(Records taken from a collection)

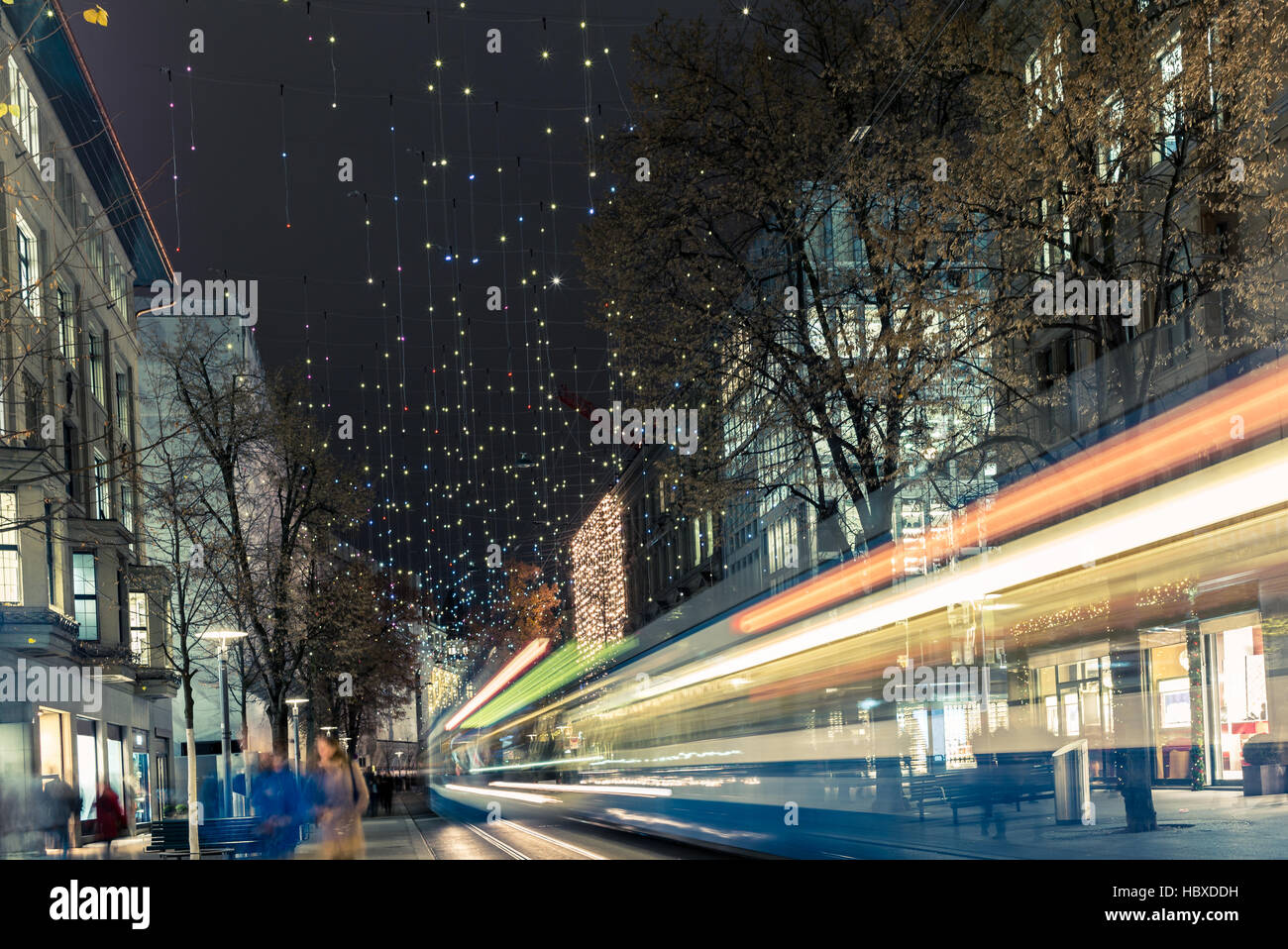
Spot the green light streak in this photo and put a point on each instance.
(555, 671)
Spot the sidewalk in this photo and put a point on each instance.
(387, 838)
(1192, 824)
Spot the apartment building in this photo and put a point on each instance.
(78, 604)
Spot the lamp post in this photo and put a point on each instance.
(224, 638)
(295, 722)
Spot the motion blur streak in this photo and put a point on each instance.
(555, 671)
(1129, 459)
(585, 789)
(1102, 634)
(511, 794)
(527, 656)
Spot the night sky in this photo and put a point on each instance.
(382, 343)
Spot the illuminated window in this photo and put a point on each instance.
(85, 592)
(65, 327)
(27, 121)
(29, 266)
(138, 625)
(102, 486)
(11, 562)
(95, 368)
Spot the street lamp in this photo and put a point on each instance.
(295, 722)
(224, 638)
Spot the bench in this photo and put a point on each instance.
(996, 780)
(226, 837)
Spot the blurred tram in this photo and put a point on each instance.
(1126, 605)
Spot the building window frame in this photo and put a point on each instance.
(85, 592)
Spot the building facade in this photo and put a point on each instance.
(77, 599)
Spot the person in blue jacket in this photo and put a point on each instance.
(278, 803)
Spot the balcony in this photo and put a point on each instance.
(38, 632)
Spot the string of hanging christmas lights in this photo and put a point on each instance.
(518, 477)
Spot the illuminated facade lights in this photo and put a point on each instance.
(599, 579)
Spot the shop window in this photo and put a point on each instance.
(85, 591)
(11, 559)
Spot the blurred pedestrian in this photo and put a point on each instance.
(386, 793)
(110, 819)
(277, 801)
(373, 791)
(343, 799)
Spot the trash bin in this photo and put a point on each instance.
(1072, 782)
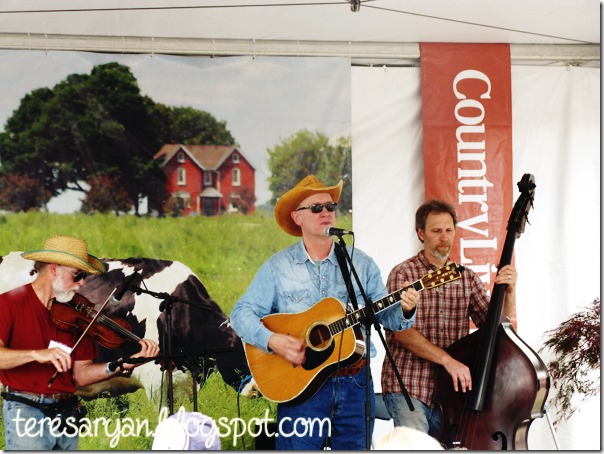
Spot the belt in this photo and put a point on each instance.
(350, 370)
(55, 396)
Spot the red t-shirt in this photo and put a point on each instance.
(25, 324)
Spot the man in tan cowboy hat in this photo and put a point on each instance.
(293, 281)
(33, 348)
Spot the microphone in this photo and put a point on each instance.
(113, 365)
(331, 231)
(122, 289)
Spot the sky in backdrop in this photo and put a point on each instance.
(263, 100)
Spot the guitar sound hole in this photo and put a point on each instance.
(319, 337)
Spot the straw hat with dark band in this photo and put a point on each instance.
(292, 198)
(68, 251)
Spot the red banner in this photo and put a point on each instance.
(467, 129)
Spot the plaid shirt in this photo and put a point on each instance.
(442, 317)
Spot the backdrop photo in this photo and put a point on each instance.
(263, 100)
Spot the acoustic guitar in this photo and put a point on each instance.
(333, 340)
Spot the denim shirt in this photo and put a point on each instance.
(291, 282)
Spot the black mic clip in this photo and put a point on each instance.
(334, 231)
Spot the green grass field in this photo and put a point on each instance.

§ **SHORT EXERCISE**
Write out the material again with every "put a point on" changed to "place a dot on" and nothing else altered, leaving out the pictures.

§ **RESULT OF THE TASK**
Spot the green light streak in this photo and place a dot on each instance.
(555, 671)
Spot the sidewalk in this photo and place a dot on each instance.
(387, 838)
(1192, 824)
Spot the apartment building in this photo and place a dot on each instance.
(78, 604)
Spot the lamp post in this photo and place a dot on each instance.
(224, 638)
(295, 722)
Spot the motion blur streak in this photo and place a dot on each instance.
(555, 671)
(1129, 459)
(585, 789)
(1102, 634)
(511, 794)
(527, 656)
Spot the night sky in this photo and place a dot on each instance.
(382, 343)
Spot the illuminated window in this photo and place a dot on each instance.
(85, 592)
(65, 327)
(27, 121)
(29, 266)
(138, 625)
(102, 486)
(11, 562)
(95, 368)
Spot the street lamp in this photo and place a dot on each instance.
(295, 722)
(224, 638)
Spot the bench in this photo and place a dot on each instance.
(996, 780)
(226, 837)
Spot the blurred tram in this photo and place a dot on each instance.
(1126, 605)
Spot the building window frame in this photo and place a dot on each instance.
(85, 592)
Spot the building facade in this photo and place a dot on each instance.
(77, 599)
Spot the person in blue jacket in this photo and place a dot on each instance.
(278, 803)
Spot the balcony in this photo and place a dot on each instance.
(38, 632)
Spot the string of hanging christmas lights in this photo and place a dot on each instance.
(518, 477)
Spot the illuminated facade lights in this photo and place a dot on each instance.
(599, 579)
Spot the shop window in this photo and place a dot on each instance.
(85, 591)
(11, 559)
Spot the blurred pedestrian in this photo and place a dot on each instance.
(386, 793)
(110, 819)
(277, 801)
(373, 791)
(343, 799)
Spot the trash bin in this photo and place a dot on each instance.
(1072, 782)
Spot the belt in this photo and place a dot on each instance.
(350, 370)
(55, 396)
Spot the red t-shirt in this photo and place a dot on each instance.
(25, 324)
Spot the man in tan cowboy hat in this photo and place a dot on each instance.
(293, 281)
(33, 348)
Spot the microphone in this photo and place a dot on each instance.
(113, 365)
(331, 231)
(122, 289)
Spot the sky in backdrop in this photo and place a dot on each instance.
(263, 100)
Spot the guitar sound hole in this photo and place a dot on each instance.
(319, 337)
Spot the straw hat with dark band in this photo and place a dot on each instance.
(292, 198)
(68, 251)
Spot the red banner in this photo and place a dot on each instance.
(467, 129)
Spot the plaid shirt in this photo and place a dot on each instance.
(442, 317)
Spot the backdrop photo in this photo and place a dot on each instance.
(263, 100)
Spot the acoustic guitar in this photo and place a dot on each instance.
(333, 340)
Spot the denim shirt in this photo and place a dot on each instance.
(291, 282)
Spot the black mic clip in this photo and place a dot on each instance.
(334, 231)
Spot the green grass field in this photo and place a dot on each instance.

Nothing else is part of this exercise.